From the line with "range in the picture above?" through the final line, please write out the listing exactly, including both of those lines.

Stored data:
★ ★ ★ ★
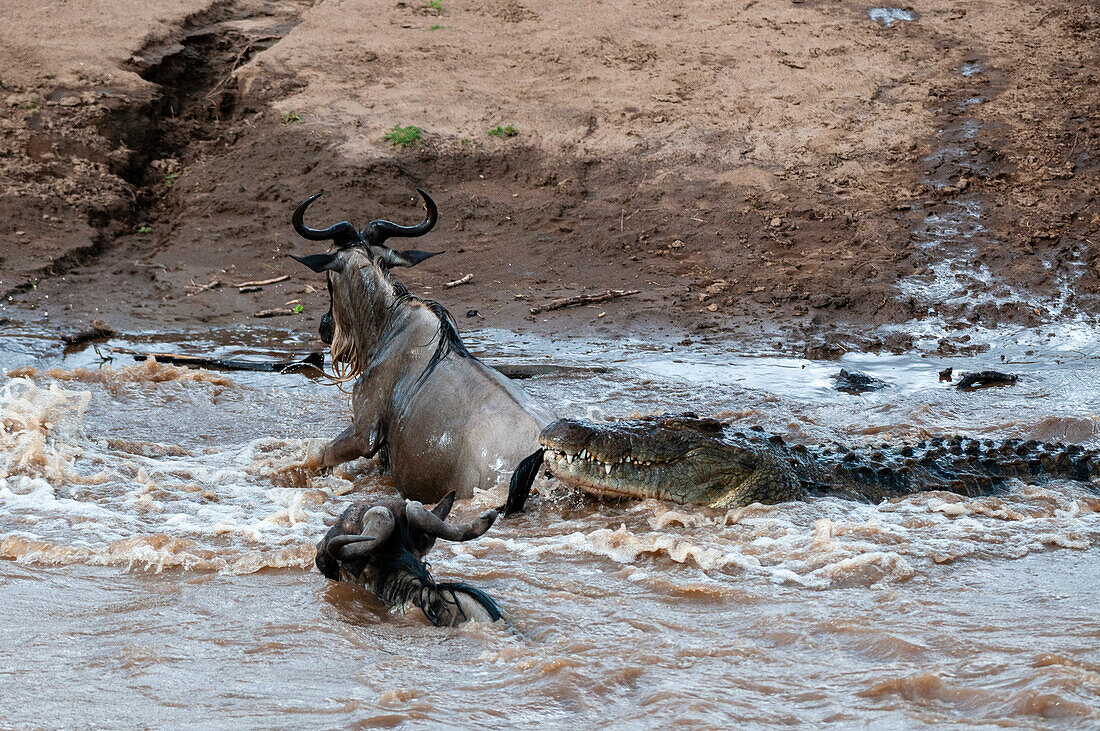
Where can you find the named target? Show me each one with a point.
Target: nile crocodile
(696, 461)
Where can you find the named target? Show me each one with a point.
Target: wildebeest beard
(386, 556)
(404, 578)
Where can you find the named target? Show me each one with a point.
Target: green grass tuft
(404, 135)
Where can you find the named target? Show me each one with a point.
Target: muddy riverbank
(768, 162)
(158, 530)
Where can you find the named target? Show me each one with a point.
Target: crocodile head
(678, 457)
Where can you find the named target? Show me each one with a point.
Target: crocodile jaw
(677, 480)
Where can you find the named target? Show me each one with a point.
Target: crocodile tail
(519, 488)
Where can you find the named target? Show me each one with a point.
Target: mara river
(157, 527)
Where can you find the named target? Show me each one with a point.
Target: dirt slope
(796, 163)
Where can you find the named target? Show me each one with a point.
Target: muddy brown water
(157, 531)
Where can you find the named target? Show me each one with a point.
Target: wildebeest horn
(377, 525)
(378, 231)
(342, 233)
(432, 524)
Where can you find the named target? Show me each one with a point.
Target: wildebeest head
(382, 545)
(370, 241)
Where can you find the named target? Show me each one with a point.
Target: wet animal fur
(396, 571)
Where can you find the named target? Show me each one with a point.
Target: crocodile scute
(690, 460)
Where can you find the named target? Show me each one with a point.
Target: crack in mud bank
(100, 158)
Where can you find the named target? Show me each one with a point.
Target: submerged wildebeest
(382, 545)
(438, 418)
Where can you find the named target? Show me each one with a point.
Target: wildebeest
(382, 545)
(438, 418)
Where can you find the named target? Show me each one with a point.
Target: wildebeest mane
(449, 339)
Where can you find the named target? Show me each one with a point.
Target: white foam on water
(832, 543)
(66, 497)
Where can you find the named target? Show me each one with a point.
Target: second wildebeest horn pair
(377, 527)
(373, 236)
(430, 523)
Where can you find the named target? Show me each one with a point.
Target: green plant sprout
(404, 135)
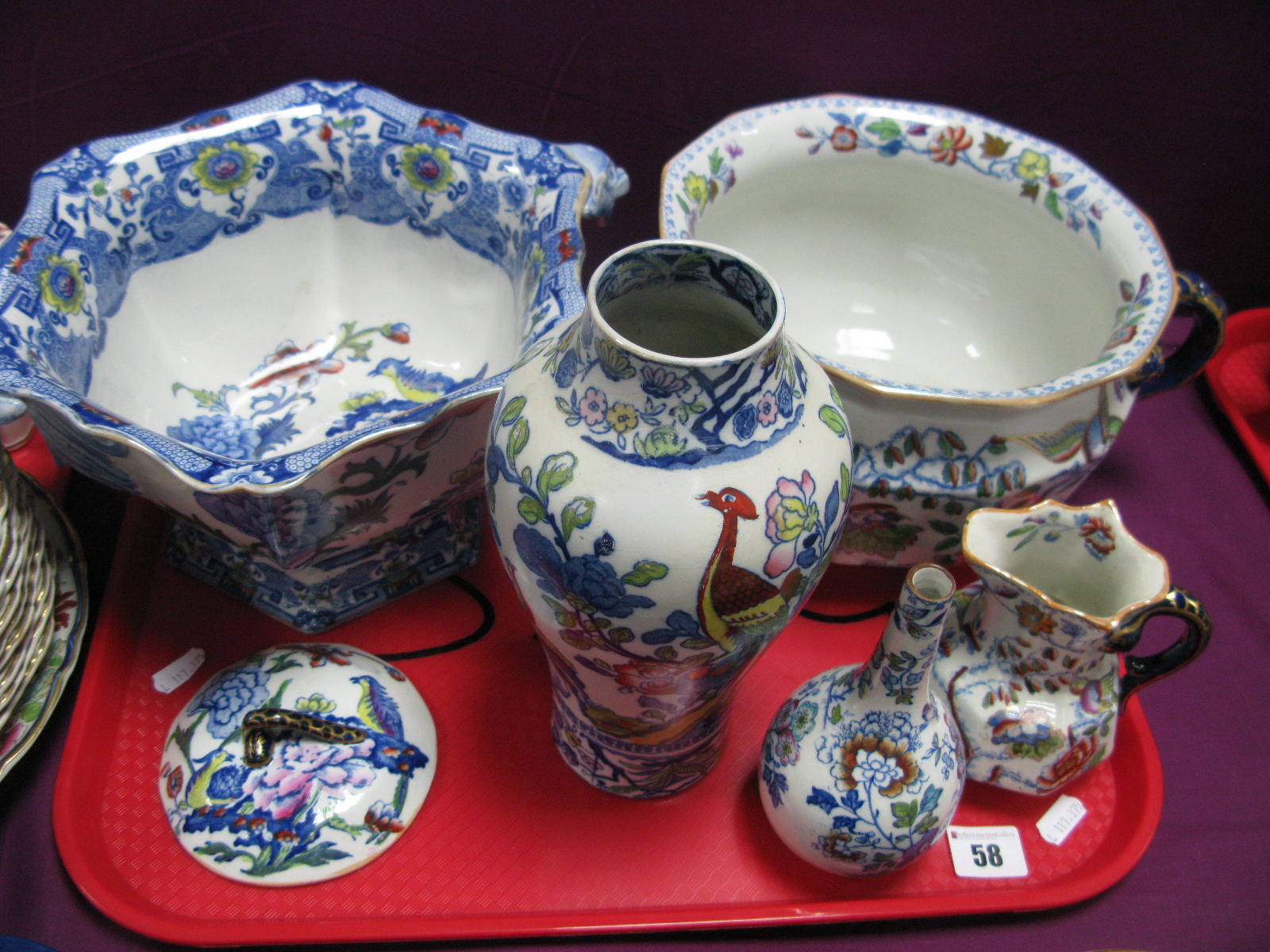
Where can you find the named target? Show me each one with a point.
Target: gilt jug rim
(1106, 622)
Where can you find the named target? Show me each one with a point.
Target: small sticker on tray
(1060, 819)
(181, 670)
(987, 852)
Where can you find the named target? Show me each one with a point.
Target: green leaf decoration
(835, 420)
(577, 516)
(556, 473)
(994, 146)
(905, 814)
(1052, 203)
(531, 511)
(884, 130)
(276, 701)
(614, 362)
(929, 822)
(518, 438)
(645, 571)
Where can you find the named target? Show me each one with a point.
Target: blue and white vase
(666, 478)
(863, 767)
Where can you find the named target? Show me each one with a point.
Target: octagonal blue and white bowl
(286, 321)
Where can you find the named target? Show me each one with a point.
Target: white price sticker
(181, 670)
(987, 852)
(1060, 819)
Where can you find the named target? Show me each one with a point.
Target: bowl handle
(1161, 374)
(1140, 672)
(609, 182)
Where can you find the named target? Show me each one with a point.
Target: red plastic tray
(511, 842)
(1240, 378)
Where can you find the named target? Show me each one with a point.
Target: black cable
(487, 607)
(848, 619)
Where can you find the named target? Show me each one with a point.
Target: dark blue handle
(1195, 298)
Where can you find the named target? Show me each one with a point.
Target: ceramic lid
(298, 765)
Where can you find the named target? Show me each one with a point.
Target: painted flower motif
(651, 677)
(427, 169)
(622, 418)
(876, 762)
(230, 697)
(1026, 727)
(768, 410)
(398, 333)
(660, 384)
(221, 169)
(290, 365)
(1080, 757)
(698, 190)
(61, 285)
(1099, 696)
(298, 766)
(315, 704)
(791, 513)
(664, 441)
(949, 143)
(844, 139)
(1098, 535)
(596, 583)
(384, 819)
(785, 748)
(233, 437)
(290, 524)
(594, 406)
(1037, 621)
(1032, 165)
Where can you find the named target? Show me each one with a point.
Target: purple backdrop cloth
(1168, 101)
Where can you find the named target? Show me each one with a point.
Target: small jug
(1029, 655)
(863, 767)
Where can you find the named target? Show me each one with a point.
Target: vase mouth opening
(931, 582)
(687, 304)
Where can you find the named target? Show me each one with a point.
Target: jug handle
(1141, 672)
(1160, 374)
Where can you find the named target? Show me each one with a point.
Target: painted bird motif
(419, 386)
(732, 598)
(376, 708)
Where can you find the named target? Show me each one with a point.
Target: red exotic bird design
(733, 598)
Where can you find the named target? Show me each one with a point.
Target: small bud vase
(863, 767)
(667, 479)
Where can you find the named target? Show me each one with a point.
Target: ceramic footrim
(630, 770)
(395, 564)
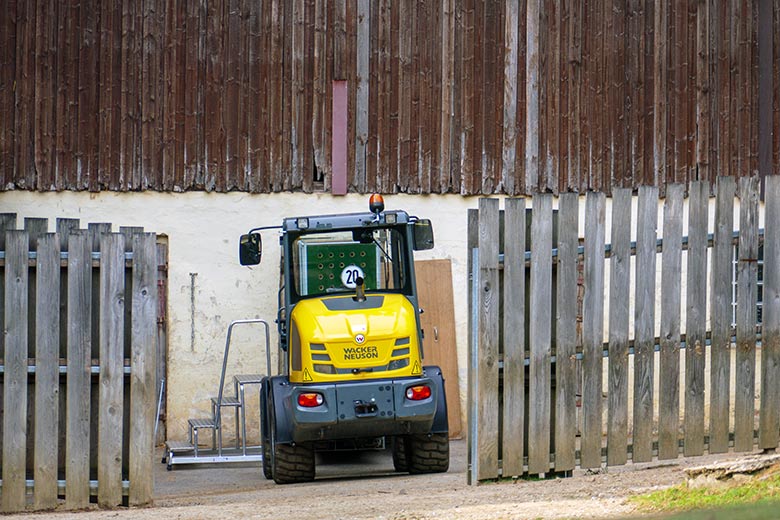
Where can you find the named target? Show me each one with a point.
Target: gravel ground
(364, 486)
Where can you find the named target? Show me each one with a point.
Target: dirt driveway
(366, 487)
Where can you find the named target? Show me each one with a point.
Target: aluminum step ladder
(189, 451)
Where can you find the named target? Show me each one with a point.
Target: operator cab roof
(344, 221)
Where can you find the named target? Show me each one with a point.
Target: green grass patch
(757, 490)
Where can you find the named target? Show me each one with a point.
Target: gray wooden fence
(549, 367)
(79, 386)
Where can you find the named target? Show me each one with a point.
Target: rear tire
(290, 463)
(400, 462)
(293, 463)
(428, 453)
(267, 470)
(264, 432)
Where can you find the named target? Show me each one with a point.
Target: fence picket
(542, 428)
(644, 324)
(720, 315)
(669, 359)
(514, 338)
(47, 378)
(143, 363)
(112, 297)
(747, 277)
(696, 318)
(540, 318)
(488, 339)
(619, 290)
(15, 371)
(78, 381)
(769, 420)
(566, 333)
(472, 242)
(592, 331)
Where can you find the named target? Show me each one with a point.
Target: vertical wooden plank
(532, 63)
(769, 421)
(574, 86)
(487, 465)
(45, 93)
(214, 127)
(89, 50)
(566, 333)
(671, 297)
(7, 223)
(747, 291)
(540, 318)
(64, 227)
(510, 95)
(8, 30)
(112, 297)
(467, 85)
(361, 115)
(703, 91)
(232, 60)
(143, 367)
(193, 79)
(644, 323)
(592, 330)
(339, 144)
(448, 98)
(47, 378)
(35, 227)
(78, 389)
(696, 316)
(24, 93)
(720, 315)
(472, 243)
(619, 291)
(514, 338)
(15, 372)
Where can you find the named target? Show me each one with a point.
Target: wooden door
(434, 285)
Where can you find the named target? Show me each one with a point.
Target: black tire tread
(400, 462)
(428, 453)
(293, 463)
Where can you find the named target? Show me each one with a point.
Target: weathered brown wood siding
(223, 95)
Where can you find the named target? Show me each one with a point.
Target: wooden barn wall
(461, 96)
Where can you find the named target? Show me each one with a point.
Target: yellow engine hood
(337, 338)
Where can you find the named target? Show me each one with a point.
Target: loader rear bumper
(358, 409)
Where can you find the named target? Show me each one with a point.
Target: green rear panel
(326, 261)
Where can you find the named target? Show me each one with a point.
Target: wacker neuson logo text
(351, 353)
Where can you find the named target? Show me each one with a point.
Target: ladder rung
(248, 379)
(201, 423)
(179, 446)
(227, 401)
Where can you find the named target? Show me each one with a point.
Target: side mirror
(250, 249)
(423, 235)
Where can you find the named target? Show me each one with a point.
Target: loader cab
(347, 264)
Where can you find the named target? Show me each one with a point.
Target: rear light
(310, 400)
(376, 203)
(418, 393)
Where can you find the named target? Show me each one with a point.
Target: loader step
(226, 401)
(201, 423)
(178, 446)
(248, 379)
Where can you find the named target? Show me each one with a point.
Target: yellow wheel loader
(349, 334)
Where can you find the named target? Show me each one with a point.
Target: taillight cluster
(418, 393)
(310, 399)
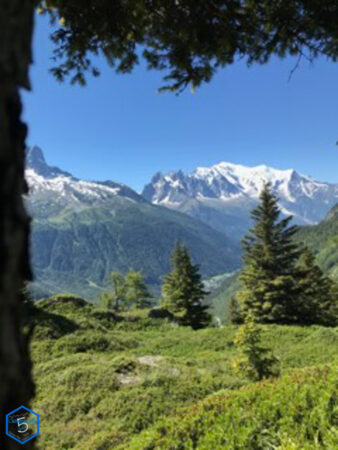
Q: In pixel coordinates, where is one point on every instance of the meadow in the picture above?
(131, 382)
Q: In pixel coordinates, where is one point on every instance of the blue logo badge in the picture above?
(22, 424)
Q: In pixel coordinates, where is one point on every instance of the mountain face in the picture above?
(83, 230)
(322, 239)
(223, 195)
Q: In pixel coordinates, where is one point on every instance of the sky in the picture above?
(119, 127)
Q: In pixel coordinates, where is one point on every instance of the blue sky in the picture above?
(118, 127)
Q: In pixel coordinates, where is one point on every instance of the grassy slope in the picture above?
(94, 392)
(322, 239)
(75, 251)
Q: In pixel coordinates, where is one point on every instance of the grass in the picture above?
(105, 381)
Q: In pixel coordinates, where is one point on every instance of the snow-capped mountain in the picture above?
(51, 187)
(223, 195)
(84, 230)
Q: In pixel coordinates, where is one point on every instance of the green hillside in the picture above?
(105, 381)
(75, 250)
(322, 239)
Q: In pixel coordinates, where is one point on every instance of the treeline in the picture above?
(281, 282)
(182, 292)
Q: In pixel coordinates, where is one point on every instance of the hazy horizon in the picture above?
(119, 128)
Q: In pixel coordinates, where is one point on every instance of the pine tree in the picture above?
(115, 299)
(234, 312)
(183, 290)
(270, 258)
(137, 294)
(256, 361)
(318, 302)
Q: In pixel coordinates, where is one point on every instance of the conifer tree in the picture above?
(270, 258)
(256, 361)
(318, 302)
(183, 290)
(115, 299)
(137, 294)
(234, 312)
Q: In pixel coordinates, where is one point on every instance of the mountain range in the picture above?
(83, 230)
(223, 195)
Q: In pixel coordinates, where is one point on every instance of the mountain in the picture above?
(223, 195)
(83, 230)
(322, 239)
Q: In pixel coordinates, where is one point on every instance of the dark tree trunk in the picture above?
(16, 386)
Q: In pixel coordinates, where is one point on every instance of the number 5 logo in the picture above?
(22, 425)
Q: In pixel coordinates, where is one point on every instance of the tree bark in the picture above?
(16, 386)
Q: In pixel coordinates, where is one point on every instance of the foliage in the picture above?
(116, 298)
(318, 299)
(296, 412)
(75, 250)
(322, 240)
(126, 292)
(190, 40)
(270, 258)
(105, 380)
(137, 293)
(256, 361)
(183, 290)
★ ★ ★ ★
Full response:
Q: In pixel coordinates, where is one point on every instance of the mountain range in the picture above?
(83, 230)
(223, 195)
Q: In pixel coordinates, where is one point on every instance of the mountain in the picture above?
(223, 195)
(83, 230)
(322, 239)
Q: In pixel coordinates, where is one point on every instance of the dark tree trunk in the picture above?
(16, 386)
Q: In pixel coordinates, where is one point on every instance of the number 5 logo in the picture above?
(22, 425)
Q: In pixel coordinates, where is one point on every instance of the tree bark in the picture above?
(16, 386)
Q: In pixel coordinates, where is one point on every instance of the foliage in the picture above?
(116, 298)
(318, 299)
(296, 412)
(75, 250)
(322, 240)
(126, 292)
(190, 40)
(270, 258)
(105, 380)
(137, 293)
(256, 361)
(183, 290)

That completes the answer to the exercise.